## What to do:
Each line below must be reproduced exactly, though the pictures are to be dropped.

## Given information:
◇ ◇ ◇

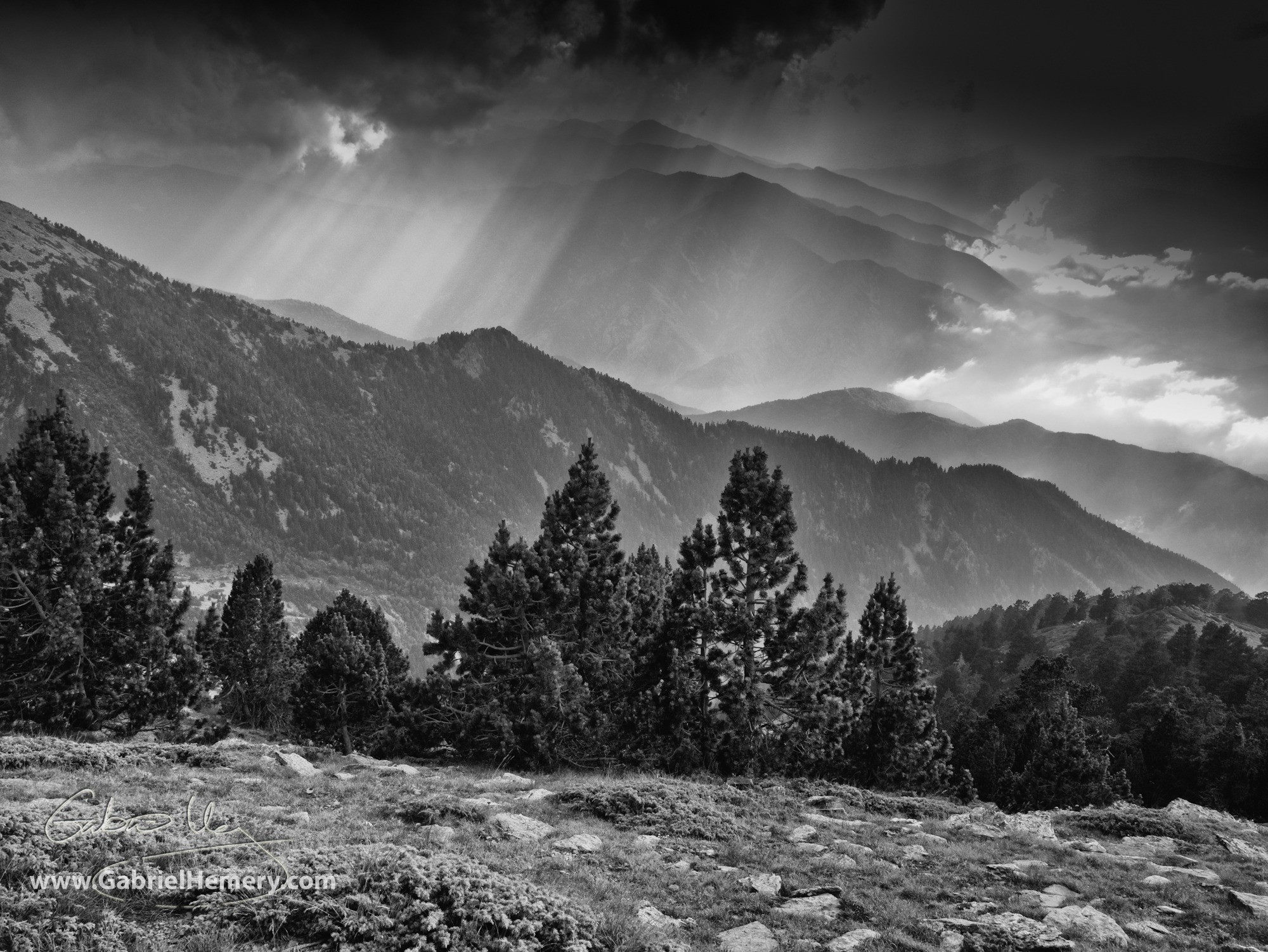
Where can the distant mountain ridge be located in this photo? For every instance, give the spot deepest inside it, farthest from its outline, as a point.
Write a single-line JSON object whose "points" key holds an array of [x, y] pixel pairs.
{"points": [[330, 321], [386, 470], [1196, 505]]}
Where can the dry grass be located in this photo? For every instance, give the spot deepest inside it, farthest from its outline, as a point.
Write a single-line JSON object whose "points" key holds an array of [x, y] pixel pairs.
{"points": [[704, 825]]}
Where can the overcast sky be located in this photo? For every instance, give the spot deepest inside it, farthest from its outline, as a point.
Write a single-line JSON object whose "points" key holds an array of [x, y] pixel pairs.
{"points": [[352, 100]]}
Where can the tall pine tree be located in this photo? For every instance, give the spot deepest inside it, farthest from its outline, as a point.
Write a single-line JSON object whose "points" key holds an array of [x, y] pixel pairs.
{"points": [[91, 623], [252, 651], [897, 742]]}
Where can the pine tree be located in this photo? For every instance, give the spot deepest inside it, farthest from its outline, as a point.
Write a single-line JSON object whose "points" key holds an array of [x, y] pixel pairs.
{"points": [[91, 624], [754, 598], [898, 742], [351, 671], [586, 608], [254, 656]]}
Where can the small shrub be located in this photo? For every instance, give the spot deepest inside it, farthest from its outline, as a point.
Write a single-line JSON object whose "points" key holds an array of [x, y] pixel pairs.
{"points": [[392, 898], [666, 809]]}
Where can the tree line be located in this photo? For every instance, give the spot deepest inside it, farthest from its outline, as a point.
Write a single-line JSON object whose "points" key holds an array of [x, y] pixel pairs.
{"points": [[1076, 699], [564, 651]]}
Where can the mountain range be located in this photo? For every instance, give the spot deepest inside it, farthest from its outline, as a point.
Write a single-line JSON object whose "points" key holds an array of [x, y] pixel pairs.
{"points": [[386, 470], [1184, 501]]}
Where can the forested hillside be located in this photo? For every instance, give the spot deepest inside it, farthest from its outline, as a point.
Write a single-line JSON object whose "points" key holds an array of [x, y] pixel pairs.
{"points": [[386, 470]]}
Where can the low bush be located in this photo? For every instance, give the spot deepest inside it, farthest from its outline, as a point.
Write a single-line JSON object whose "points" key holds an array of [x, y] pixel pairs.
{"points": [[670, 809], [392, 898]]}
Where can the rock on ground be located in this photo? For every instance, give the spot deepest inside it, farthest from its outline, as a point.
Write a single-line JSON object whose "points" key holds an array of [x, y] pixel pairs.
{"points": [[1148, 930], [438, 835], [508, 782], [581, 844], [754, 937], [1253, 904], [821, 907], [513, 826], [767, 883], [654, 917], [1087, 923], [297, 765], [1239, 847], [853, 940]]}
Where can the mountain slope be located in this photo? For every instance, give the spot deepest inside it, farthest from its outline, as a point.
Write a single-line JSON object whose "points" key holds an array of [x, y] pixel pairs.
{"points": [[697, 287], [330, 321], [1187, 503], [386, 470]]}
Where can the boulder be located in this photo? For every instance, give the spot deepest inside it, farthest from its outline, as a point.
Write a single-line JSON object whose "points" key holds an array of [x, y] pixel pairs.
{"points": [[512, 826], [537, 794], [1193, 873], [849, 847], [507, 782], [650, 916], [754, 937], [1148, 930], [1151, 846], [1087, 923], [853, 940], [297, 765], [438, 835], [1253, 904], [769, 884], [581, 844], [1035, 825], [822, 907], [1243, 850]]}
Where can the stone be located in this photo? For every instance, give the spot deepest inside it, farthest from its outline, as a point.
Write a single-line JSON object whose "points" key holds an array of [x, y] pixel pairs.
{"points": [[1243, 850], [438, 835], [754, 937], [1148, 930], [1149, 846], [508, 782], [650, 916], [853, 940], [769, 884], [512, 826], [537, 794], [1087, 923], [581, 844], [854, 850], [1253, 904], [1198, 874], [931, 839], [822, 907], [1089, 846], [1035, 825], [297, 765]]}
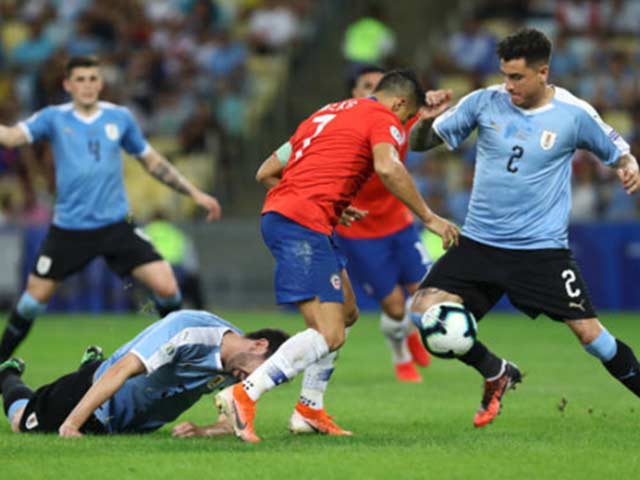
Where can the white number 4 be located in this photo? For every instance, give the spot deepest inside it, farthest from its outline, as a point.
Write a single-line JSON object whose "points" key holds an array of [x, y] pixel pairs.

◇ ◇ ◇

## Answer space:
Where can the distant mountain ridge be located in this photo? For every instance, give the spot deepest inside it, farthest from its outline, as a point.
Write a single-line JSON object whose "points" key holds an array of [x, y] pixel pairs.
{"points": [[330, 321], [386, 470], [1196, 505]]}
Where can the dry grass be located in this photo? For every instance, give the spot deepest inside it, farthest from its outline, as a point.
Write a single-line JSON object whose "points" key holds an array of [x, y] pixel pairs.
{"points": [[704, 825]]}
Where can the overcast sky be located in this photo? For every instance, give the spot deepest inside it, farthest from its outline, as a point.
Write a single-line JSON object whose "points" key holds an array of [x, y] pixel pairs.
{"points": [[352, 100]]}
Where can the tall pine tree be located in this photo? For every instance, give the spot deepest inside it, farthest from its outline, as a point.
Write a single-line JSON object whose "points" key holds an array of [x, y] pixel pairs.
{"points": [[91, 623], [252, 651], [897, 742]]}
Where can the pine tree be located in this photo? For every instance, give the spot deepest inside it, farthest from its outline, as a point.
Write a single-line JSON object whose "points" key holds an array of [x, y] pixel pairs.
{"points": [[91, 624], [754, 598], [898, 742], [351, 671], [586, 608], [254, 656]]}
Where can the small shrub be located in this photo? For every instance, give the spot deepest inside it, farthest from its outline, as a point.
Write a single-line JSON object whose "points" key holds an array of [x, y] pixel pairs.
{"points": [[392, 898], [666, 809]]}
Where can the tree line be located in this photo? For every instance, give the spot deepest inside it, farthest from its outline, as a point.
Write a single-line JSON object whose "points" key holds an array of [x, y] pixel pairs.
{"points": [[1076, 699], [564, 651]]}
Where can the mountain range be located in this photo? For every instance, give the spot deepest inside it, farthest from its outline, as a point.
Write a single-line JSON object whose "points" key holds an array of [x, y] pixel pairs.
{"points": [[386, 470], [1184, 501]]}
Where can the forested hillside be located in this photo? For every instance, give the spot deepest inside it, farthest from its outline, as a point.
Write a single-line JSON object whose "points" key holds an array of [x, y] pixel pairs.
{"points": [[386, 470]]}
Where can the low bush be located in this photo? For every instance, give the spot deepest inside it, farthest from its outline, as a point.
Write a single-line JSON object whose "points" key holds an array of [x, y] pixel pairs.
{"points": [[670, 809], [392, 898]]}
Where can the rock on ground be located in this photo? For every instance, give the spot deepest inside it, farthest from its outline, as a point.
Write a single-line JSON object whose "points" key holds an array of [x, y] pixel pairs.
{"points": [[1148, 930], [438, 835], [508, 782], [581, 844], [754, 937], [1253, 904], [821, 907], [513, 826], [767, 883], [654, 917], [1087, 923], [297, 765], [1239, 847], [853, 940]]}
Where can the mountain slope be located in this photo? For every instance, give the spot deepest inside it, farthest from its outline, as a point.
Write a single-line JSON object whose "points" key holds an array of [x, y] pixel pairs.
{"points": [[697, 287], [330, 321], [1187, 503], [386, 470]]}
Where can the boulder be located in this photo? For every instance, give the spot deepest inside it, farthest from its outline, as a point.
Write a single-line JSON object whose "points" key holds an array of [x, y] pixel pairs.
{"points": [[512, 826], [537, 794], [1193, 873], [849, 847], [507, 782], [650, 916], [754, 937], [1148, 930], [1151, 846], [1087, 923], [853, 940], [297, 765], [438, 835], [1253, 904], [769, 884], [581, 844], [1035, 825], [822, 907], [1243, 850]]}
Where can the stone be located in this photo? For every instance, give the spot deepest inside it, farthest from its outline, as a point.
Write a single-line JSON object whose "points" key holds an array of [x, y] pixel pairs.
{"points": [[1243, 850], [438, 835], [754, 937], [1148, 930], [1149, 846], [508, 782], [650, 916], [853, 940], [769, 884], [512, 826], [537, 794], [1087, 923], [581, 844], [854, 850], [1253, 904], [1198, 874], [931, 839], [822, 907], [1089, 846], [1035, 825], [297, 765]]}
Where can the white number 4 be located in this photo? For every instance, give the spot deepest inside it, farthest from its outline, as a point.
Write a single-line JSON object whose "points" key holds an array of [x, y] pixel pairs.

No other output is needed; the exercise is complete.